[Point localization data]
*** Block opens ***

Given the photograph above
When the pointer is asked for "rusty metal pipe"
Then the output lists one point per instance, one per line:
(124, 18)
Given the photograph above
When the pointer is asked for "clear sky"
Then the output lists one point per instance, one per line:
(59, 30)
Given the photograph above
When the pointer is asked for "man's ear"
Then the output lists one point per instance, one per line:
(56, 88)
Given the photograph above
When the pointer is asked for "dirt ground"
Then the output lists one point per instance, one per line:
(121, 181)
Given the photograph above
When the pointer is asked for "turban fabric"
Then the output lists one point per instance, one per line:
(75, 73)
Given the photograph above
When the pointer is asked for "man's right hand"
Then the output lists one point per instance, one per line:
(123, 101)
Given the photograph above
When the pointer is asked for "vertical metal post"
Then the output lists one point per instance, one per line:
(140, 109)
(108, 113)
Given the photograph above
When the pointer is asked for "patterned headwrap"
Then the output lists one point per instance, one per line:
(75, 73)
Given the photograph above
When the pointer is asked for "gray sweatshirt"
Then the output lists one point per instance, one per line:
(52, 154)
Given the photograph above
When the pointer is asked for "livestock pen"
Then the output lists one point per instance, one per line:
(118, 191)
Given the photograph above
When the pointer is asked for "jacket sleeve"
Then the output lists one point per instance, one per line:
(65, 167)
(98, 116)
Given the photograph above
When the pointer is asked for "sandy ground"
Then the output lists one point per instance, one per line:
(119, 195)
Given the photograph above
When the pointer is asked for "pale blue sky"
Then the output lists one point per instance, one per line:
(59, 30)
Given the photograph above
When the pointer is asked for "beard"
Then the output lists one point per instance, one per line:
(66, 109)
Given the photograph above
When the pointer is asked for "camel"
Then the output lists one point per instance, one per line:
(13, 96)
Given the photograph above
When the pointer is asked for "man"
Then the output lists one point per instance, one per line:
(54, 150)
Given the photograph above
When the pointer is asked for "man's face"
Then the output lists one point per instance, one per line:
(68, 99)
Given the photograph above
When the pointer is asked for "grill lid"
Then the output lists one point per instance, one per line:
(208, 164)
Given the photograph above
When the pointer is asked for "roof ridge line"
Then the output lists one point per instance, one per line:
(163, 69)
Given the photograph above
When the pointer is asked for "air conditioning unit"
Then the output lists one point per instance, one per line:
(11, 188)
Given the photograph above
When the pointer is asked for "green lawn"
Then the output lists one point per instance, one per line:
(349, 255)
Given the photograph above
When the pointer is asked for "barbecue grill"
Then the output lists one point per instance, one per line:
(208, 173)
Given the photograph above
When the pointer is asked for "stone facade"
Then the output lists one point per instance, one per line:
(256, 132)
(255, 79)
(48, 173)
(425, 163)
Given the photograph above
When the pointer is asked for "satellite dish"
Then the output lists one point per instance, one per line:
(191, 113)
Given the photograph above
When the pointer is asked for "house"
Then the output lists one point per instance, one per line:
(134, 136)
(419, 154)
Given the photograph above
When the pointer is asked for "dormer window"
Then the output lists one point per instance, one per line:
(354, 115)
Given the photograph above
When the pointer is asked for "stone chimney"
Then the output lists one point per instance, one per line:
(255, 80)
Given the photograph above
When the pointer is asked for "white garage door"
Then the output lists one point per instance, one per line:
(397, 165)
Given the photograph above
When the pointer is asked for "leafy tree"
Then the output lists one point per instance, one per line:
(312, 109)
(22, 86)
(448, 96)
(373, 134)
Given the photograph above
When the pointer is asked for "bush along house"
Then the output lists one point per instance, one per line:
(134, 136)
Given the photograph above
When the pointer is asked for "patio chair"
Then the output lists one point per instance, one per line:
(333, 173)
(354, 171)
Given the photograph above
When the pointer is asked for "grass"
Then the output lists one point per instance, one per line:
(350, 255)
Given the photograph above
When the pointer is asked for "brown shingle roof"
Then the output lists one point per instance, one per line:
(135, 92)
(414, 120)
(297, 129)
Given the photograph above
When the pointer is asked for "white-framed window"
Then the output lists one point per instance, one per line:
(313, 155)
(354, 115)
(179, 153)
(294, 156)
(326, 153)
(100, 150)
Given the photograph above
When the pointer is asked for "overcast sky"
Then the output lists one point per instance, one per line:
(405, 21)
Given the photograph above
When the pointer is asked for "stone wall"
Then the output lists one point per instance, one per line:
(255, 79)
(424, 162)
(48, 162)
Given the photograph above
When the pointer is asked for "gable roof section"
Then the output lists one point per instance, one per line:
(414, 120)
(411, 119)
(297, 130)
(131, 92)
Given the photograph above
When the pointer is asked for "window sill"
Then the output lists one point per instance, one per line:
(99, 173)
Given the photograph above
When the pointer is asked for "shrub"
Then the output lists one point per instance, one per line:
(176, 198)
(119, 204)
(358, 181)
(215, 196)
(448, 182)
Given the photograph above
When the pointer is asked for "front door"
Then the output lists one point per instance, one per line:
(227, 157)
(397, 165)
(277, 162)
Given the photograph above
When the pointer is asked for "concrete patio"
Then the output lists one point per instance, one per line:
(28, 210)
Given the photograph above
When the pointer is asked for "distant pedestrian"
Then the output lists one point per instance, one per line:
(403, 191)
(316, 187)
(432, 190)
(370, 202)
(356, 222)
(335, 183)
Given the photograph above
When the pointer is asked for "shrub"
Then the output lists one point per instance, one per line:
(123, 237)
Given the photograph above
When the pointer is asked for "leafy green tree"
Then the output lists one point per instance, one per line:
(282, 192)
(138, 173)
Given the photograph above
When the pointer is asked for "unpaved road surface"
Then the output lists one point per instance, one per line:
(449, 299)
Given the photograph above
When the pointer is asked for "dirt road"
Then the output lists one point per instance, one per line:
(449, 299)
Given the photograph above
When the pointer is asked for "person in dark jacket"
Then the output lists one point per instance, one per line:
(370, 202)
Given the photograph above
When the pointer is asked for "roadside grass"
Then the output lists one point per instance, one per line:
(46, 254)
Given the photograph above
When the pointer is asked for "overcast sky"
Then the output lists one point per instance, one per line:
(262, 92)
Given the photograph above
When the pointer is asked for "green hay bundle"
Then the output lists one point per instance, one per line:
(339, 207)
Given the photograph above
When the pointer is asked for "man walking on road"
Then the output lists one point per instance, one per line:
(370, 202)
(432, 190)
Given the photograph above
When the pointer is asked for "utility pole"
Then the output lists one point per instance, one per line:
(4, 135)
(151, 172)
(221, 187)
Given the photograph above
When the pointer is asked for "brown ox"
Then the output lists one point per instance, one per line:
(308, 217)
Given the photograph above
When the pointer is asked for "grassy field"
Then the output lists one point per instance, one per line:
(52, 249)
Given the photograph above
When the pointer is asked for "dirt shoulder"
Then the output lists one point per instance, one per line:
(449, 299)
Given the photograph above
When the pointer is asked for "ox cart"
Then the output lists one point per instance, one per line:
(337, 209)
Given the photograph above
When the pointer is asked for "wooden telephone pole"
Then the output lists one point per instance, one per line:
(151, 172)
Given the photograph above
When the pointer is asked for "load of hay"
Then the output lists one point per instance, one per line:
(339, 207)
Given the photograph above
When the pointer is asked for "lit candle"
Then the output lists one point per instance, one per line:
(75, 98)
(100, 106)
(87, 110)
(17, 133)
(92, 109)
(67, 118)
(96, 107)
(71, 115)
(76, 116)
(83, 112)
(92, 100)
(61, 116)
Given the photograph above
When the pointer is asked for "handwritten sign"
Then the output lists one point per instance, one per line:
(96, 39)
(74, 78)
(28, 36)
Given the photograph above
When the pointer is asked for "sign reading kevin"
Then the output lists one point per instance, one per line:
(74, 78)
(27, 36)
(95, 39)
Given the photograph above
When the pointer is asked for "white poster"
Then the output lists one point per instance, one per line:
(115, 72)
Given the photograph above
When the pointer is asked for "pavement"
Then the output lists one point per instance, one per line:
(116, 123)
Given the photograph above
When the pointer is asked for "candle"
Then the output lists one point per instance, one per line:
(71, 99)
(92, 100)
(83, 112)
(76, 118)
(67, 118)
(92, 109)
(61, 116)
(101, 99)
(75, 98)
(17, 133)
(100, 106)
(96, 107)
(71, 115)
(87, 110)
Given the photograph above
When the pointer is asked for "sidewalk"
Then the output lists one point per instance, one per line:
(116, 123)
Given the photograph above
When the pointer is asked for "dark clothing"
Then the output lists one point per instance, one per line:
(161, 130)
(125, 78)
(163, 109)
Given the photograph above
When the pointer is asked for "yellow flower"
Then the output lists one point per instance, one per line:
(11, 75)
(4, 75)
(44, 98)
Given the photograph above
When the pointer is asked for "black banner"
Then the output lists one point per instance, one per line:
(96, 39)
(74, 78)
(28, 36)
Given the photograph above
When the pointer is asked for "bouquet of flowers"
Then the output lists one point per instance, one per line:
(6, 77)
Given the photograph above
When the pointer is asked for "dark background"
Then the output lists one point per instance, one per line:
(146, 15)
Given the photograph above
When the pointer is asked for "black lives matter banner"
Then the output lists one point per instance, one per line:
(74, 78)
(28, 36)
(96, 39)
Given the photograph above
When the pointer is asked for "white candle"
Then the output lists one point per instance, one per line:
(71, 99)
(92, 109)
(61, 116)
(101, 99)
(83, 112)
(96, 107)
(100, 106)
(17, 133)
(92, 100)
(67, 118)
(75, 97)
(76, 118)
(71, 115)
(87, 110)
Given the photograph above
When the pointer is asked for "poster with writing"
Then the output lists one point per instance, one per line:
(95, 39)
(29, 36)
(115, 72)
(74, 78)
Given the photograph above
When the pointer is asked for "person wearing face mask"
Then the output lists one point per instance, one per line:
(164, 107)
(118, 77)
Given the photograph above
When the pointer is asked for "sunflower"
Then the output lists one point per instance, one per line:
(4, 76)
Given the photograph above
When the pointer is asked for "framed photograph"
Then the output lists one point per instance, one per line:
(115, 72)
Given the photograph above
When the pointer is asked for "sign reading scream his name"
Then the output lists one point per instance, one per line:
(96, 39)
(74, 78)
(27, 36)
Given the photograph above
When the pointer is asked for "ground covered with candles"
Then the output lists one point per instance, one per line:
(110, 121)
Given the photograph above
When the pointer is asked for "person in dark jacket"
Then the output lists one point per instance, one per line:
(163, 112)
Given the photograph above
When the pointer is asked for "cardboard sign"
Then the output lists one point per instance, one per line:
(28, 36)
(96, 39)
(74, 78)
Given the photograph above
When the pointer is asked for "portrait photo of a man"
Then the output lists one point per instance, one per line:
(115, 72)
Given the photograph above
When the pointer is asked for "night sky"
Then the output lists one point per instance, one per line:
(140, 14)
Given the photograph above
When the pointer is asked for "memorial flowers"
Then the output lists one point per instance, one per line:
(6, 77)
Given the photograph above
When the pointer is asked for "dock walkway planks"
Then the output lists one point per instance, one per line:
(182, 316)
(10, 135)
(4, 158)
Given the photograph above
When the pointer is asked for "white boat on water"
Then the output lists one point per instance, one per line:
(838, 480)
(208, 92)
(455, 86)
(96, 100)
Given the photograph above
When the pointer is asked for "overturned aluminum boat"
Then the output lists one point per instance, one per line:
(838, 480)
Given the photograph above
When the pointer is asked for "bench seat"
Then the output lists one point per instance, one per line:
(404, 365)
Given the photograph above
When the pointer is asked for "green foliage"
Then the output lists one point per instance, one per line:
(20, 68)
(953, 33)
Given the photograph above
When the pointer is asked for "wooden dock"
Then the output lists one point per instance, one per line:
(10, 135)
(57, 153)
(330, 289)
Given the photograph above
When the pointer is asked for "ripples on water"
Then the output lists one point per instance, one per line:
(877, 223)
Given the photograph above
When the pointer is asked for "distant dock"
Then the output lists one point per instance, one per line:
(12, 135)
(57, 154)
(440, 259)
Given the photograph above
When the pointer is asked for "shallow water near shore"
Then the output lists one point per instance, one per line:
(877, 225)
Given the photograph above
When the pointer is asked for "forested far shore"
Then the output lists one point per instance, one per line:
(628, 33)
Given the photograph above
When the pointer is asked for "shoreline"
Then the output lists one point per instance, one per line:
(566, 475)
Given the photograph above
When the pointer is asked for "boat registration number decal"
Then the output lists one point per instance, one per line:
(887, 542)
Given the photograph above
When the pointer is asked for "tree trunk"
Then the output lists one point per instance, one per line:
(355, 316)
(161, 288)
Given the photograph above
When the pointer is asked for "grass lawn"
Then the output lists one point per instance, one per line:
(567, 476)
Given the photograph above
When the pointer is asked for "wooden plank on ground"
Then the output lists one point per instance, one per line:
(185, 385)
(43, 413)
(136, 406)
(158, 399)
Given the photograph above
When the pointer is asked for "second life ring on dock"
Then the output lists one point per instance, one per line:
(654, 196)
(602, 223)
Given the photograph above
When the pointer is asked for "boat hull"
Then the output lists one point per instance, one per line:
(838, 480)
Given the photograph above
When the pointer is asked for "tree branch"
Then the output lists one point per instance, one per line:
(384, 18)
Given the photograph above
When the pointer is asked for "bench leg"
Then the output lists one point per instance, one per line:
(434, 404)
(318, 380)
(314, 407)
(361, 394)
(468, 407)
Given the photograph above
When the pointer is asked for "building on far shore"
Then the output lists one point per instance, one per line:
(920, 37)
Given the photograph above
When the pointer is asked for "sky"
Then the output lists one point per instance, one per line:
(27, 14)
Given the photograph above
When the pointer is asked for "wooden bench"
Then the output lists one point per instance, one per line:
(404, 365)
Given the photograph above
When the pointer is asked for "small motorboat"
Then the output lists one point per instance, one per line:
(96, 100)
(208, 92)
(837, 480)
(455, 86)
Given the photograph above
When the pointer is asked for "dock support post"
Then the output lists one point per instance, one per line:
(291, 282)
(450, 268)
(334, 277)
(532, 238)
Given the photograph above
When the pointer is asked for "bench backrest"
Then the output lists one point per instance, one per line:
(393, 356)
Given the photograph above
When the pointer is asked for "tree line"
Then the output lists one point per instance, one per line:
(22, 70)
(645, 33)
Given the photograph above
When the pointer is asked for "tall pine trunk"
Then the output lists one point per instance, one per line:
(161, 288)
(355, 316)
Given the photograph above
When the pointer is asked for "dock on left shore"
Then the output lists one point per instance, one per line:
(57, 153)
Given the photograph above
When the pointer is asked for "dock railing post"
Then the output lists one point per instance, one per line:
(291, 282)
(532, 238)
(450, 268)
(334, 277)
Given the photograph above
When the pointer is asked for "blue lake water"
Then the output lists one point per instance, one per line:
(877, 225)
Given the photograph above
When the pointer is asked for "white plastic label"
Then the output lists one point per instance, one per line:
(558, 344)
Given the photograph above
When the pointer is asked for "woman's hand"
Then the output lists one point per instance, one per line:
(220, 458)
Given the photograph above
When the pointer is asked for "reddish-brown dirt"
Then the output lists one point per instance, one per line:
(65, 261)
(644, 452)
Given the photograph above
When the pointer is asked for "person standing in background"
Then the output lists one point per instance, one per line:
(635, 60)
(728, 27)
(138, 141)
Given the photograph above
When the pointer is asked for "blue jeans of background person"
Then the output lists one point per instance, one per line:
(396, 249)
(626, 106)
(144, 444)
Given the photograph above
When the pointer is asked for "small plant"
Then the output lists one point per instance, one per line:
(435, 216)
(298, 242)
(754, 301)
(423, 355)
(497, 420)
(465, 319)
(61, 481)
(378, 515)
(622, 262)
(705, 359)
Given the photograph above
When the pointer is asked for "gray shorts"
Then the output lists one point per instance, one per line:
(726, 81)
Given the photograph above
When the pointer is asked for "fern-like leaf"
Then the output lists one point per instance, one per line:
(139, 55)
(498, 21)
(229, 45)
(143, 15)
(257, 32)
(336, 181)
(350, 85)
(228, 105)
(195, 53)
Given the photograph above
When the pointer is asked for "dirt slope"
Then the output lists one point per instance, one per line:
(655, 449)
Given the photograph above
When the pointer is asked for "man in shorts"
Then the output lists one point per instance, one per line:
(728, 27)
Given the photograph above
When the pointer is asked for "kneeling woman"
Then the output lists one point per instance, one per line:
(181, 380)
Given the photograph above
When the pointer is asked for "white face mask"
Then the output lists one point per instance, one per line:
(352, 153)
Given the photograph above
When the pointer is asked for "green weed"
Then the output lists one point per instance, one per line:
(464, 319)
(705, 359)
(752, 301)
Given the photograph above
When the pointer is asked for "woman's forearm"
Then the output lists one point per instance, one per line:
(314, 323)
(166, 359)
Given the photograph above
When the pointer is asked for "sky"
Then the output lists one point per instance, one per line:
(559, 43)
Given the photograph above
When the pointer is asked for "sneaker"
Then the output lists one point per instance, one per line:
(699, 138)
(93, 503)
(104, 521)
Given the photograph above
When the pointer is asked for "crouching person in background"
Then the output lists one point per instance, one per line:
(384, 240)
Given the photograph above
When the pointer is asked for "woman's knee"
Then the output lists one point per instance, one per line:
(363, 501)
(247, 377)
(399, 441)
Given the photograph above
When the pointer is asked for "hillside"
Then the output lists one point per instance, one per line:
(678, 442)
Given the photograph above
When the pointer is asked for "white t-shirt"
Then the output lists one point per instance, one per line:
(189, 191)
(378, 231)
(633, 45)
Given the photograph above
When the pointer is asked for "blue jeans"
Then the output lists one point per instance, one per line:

*** Block closes ***

» **TASK GOAL**: Please state only the number of lines above that hold the string "white".

» **FINAL ANSWER**: 8